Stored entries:
⟨

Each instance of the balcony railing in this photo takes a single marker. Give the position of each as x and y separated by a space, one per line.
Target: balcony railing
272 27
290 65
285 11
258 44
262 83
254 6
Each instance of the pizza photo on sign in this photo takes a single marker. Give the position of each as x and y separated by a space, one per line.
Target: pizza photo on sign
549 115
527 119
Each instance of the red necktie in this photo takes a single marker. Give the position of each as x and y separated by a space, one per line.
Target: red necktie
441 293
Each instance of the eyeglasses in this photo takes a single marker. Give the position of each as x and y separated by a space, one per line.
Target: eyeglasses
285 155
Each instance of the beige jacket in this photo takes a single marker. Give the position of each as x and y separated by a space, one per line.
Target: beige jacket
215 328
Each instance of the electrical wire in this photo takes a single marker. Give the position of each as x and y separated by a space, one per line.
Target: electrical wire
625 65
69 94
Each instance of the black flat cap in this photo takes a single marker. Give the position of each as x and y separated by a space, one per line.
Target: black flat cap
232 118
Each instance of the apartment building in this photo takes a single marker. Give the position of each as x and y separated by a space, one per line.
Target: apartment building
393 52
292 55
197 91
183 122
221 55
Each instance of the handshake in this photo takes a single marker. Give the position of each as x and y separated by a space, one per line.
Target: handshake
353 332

⟩
⟨

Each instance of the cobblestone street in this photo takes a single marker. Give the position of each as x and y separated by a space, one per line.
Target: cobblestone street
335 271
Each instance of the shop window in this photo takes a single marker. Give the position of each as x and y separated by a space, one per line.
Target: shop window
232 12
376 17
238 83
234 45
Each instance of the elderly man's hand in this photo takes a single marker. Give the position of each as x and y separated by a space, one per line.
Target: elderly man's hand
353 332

⟩

Only one stretch of the entries above is wanted: the lines from the one containing "Each instance of the balcony" through the one containing "Each instance of the beige". Please reproduce it exactly.

Each instance of the balcony railing in this photo takes a single marker. Give the position of each as x and y separated by a space, one per line.
Target: balcony railing
272 27
290 65
285 11
258 44
262 83
254 6
Each instance of the pizza photo on sign in this photo takes a single marker. Give the position of each as x and y separated by a space, one per line.
Target: pizza photo on sign
549 115
527 119
Each instance of the red necktie in this photo takes a single marker. Give the position of each as x and y separated by a space, one per line.
Target: red necktie
441 293
Each instance of the eyeglasses in this photo takes a single marker. Give the position of each as x and y separated by a space, one per line.
Target: eyeglasses
285 155
Each instance of the beige jacket in this photo takes a single marker. Give the position of each as x and y separated by a space, one per line.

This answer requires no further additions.